■ Set of tasks:
**a)** Can you repeat the post about the baby's diagnosis word for word, starting with "It has been" and going on through "pleading and accusation."?
**b)** How would the post about the baby's diagnosis go on after its last sentence? Write the next part.

[Text block Boundary: Start]

It has been a very taxing week. Our close friends received a devastating diagnosis for their two month old son. He will survive, but things are going to be very different from what they imagined for him. The immediate reaction from their whole community has been mourning and anger. I can’t speak for anybody else, but I can say my first thoughts were pleading and accusation.
“How could you let this happen?”
“Don’t you love us?”
“Please don’t take away their baby. Have mercy.”
The fear and anxiety of the final scan and tests results held everyone hostage all week long. The results were heartbreaking and hard to process, but at the end of the day we are relieved to know that he will survive. He and his parents have been spared of the ultimate separation.
Heui Chan and I talked about it last night. Our miscarriage and now the state of our friends’ baby has brought out a lot of bitterness in us. The suffering and death of little ones, as Heech put it, is hard to understand or come to terms with. I couldn’t agree more. There are other sad events in life that test us, but there’s something about the innocent helplessness of babies and children that makes us cry out, “What the hell is going on?”

[Text block Boundary: End]
[Recorded data Boundary: Start]

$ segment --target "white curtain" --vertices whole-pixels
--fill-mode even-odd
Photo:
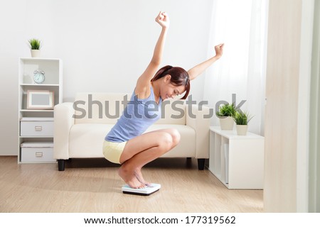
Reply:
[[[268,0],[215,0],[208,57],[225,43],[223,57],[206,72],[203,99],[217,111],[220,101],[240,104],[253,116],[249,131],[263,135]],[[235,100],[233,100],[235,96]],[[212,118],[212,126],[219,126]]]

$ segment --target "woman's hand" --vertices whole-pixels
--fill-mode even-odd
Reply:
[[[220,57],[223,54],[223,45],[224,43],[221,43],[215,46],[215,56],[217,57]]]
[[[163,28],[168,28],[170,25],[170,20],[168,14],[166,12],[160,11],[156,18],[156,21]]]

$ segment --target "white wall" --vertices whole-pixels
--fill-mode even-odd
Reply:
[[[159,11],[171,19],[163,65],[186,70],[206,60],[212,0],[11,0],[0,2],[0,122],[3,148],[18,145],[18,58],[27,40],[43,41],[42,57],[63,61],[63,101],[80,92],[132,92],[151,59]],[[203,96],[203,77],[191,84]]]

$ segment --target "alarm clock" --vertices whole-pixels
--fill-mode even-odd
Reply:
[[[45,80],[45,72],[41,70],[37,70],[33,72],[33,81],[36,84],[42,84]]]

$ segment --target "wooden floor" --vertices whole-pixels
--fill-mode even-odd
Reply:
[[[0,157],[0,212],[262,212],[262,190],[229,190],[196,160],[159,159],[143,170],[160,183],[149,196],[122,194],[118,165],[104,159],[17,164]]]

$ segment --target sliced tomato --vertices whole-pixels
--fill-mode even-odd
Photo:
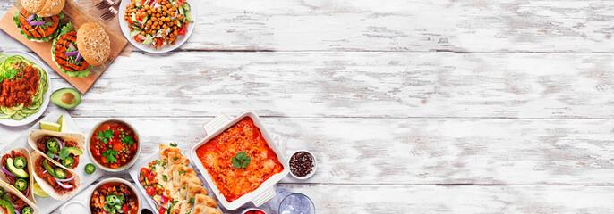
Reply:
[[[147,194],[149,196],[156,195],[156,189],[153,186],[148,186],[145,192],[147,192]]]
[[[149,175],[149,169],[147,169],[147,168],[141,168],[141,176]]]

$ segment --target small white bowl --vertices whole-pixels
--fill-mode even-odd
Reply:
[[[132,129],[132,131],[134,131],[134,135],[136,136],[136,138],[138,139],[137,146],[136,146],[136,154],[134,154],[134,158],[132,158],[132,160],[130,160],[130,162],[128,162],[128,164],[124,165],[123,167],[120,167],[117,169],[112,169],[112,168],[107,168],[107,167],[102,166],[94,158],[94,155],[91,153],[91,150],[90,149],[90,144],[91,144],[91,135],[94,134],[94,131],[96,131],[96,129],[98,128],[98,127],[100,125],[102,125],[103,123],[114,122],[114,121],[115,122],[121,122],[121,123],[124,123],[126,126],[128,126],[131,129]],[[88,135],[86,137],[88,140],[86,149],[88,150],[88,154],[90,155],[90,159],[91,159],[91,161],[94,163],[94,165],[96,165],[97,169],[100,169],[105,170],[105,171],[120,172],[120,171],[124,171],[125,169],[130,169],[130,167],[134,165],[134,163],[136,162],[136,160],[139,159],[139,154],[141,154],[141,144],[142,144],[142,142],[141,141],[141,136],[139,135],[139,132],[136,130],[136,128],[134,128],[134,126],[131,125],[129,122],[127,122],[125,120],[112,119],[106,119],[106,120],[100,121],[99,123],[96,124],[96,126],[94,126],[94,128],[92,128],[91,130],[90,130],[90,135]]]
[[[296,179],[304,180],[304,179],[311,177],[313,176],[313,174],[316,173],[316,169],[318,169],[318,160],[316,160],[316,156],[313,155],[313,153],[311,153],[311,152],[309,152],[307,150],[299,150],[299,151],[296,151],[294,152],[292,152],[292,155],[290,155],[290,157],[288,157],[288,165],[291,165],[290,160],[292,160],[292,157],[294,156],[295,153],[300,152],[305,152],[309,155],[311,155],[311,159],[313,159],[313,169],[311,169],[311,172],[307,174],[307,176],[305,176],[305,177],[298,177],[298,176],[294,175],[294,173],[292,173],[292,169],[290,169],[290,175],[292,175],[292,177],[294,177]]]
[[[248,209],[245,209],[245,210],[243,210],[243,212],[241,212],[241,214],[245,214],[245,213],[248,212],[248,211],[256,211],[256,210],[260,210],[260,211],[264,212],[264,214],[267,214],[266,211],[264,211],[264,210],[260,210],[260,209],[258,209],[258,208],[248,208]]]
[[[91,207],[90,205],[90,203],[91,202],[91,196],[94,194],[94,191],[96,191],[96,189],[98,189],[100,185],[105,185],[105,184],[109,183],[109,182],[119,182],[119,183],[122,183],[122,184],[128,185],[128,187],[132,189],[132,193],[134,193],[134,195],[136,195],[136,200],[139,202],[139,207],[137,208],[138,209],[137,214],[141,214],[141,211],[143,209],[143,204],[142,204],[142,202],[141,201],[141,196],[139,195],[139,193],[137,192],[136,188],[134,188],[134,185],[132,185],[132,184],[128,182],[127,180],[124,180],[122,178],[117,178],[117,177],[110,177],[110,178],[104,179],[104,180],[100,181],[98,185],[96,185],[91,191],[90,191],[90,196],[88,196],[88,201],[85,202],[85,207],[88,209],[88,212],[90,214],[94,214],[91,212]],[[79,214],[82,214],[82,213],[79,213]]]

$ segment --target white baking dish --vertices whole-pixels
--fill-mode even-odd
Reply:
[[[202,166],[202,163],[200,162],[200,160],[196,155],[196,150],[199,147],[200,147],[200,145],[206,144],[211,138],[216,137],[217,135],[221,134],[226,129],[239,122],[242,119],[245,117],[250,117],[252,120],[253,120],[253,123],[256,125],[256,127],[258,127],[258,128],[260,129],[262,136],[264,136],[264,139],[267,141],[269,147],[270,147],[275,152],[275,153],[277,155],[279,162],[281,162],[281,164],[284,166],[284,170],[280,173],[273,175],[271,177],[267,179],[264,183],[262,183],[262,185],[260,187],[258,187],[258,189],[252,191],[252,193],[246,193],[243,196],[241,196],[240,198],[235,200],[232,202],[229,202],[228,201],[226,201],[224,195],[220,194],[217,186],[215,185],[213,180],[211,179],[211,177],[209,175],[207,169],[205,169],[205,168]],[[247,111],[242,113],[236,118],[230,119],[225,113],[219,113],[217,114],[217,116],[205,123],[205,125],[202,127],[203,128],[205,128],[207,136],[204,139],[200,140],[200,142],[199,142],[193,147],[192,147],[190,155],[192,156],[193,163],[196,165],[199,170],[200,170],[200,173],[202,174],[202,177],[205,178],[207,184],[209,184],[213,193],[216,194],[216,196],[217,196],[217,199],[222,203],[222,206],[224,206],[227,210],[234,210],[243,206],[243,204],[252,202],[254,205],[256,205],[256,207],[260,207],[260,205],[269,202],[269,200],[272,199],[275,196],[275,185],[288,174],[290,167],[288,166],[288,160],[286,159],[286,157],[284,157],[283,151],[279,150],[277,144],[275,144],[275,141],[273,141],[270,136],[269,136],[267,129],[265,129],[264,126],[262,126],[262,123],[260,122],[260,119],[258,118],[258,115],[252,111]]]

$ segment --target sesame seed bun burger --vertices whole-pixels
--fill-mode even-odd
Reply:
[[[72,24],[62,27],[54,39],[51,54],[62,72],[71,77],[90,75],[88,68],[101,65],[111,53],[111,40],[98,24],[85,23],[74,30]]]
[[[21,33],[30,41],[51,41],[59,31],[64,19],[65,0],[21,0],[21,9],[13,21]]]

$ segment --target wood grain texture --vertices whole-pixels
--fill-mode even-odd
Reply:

[Recorded data Boundary: End]

■ Answers to the exercises:
**a)**
It has been a very taxing week. Our close friends received a devastating diagnosis for their two month old son. He will survive, but things are going to be very different from what they imagined for him. The immediate reaction from their whole community has been mourning and anger. I can’t speak for anybody else, but I can say my first thoughts were pleading and accusation.

**b)**
Recently, I’ve been reading devotionals targeted at loss and miscarriage in my Bible app. The passage from this morning focused on embracing weeping and sadness because the Lord also weeps with us. The death of Jesus’ friend, Lazarus, and the distress of Lazarus’ family moved Jesus to tears (John 11:35), even though he already knew he would raise Lazarus from the dead. While this is a sweet picture of Jesus’ companionship in our suffering, it was the following verses that I sadly resonated with.
“So the Jews said, “See how he loved him!” But some of them said, “Could not he who opened the eyes of the blind man also have kept this man from dying?” John 11:36-37
My heart is confused and hurting–for myself and for my friends. Couldn’t God have spared all of us from facing this? It’s cruel to say that there’s a plan here. There’s no raising of the dead in my story. There’s no relief after three days for my friends. There are a lot of correct Christian answers here and I will remind myself of them, but today this post does not end in the ‘right answer’. May God have mercy on all of us…this is just too much.